Lines before the one containing "Indicate every instance of the bark" are excluded; print that line and every line after it through the end of the material below, exactly.

Entries from a pointing dataset:
⟨

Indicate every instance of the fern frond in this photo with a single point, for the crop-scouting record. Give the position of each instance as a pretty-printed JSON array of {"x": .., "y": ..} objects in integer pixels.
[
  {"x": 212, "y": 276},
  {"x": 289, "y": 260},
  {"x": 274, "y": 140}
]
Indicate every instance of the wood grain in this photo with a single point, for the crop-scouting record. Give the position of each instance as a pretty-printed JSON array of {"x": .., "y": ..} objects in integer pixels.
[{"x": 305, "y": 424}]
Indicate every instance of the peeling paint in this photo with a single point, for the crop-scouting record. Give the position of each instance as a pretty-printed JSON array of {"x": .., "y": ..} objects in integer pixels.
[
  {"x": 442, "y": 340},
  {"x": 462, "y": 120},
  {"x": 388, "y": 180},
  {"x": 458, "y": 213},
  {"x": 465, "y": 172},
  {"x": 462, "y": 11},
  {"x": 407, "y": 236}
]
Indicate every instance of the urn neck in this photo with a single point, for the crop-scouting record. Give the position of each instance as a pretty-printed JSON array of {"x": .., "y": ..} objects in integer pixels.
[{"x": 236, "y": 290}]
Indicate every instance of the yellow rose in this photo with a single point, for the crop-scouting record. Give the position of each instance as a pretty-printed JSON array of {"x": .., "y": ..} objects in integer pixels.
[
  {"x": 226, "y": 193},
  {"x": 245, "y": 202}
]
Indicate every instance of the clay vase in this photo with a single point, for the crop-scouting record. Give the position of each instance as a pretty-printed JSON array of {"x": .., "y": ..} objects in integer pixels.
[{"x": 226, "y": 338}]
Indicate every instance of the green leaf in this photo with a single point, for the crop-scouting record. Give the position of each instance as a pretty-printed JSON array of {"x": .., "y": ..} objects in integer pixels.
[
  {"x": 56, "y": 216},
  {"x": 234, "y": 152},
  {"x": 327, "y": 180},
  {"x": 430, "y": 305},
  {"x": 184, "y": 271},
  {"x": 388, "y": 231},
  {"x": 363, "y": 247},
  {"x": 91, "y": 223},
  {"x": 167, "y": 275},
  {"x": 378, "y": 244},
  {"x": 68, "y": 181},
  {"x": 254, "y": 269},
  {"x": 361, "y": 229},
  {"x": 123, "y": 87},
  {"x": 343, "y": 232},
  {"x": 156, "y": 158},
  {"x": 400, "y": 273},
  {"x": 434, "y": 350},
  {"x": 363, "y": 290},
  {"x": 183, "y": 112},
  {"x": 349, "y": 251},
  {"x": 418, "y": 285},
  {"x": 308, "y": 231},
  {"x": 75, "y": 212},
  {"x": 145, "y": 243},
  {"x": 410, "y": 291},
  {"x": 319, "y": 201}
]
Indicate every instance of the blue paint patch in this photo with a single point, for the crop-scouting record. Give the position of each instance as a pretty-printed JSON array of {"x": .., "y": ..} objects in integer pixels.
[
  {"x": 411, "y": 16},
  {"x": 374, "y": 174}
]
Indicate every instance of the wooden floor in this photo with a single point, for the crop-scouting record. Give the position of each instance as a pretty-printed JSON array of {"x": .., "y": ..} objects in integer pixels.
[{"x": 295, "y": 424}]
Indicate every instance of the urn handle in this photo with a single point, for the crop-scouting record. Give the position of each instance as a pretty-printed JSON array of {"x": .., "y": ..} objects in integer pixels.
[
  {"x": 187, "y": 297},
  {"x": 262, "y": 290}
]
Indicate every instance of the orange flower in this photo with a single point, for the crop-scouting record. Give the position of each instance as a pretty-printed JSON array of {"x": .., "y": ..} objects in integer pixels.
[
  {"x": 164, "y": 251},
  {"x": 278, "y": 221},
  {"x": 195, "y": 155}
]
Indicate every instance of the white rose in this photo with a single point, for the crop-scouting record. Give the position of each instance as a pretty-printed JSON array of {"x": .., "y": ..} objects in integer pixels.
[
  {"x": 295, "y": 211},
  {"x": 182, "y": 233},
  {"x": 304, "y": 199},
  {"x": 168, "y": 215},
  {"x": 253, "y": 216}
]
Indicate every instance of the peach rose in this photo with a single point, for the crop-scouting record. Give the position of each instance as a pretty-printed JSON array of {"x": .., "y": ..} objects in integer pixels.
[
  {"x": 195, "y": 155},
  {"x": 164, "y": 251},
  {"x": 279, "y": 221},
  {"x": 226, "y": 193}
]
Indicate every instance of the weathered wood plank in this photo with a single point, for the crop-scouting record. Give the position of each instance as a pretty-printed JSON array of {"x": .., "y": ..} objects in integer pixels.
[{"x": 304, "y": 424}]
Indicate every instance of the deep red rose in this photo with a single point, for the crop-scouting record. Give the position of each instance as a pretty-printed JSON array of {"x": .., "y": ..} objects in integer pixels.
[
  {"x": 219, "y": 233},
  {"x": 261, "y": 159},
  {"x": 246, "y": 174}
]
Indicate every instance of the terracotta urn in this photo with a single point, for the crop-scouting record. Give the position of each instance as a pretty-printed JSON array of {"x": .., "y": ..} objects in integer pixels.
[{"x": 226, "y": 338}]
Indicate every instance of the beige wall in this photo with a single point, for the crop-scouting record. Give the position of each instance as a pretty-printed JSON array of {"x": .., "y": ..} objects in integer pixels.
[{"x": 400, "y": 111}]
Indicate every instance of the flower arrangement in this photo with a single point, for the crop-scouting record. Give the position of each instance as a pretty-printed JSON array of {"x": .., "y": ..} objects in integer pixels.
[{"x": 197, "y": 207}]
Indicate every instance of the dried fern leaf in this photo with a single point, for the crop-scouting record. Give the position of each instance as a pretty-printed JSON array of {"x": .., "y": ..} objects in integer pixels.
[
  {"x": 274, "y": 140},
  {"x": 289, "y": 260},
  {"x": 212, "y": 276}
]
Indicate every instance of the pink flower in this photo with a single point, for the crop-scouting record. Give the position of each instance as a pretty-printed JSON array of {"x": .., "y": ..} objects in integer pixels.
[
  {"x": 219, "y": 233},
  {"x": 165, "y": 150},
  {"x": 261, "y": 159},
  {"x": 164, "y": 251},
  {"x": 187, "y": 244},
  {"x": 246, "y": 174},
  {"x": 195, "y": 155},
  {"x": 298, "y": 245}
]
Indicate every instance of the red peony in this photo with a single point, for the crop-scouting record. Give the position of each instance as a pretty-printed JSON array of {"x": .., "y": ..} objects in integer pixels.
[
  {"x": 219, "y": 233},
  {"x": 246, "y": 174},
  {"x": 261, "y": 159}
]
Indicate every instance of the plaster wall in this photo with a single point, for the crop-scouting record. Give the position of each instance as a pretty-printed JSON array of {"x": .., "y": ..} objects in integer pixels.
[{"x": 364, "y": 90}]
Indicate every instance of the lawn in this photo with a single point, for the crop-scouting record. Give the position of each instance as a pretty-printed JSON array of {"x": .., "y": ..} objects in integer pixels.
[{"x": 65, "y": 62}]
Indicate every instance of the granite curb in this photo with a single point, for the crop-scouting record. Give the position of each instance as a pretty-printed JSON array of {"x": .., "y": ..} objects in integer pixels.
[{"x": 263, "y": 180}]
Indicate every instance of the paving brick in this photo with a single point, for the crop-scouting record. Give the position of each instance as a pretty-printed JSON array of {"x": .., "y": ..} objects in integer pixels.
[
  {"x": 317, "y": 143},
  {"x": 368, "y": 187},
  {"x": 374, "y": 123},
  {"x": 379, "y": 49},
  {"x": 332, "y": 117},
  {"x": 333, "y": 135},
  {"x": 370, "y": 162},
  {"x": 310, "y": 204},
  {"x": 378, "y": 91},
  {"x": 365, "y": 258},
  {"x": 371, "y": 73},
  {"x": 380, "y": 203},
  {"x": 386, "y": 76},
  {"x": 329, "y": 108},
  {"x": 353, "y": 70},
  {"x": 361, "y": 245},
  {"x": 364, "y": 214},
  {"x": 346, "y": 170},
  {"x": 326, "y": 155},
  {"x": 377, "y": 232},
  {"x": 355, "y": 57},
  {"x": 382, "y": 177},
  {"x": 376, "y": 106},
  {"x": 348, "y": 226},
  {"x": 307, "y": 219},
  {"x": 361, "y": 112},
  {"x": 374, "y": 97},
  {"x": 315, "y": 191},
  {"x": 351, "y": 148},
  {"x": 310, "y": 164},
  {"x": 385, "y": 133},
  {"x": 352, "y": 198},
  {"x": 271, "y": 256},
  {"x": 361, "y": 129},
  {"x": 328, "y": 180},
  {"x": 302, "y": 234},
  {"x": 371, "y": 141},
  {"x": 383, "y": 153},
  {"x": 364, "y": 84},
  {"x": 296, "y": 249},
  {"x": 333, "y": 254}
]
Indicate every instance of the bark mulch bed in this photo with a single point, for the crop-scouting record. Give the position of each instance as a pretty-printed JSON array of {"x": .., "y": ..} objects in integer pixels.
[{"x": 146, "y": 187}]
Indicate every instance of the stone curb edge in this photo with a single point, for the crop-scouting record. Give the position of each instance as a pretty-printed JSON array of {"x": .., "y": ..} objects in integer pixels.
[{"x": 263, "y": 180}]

⟩

#### Task result:
Indicate every instance of the bark mulch bed in this photo with a single point, for the crop-scouting record. Give the position of each instance as a pretty-printed JSON array of {"x": .., "y": ..} objects in integer pixels.
[{"x": 146, "y": 187}]
Indicate every instance of the stone curb edge in this photo with a single point, for the crop-scouting record. Give the position of each instance as a pretty-printed JSON array of {"x": .., "y": ..} objects in integer pixels.
[{"x": 263, "y": 180}]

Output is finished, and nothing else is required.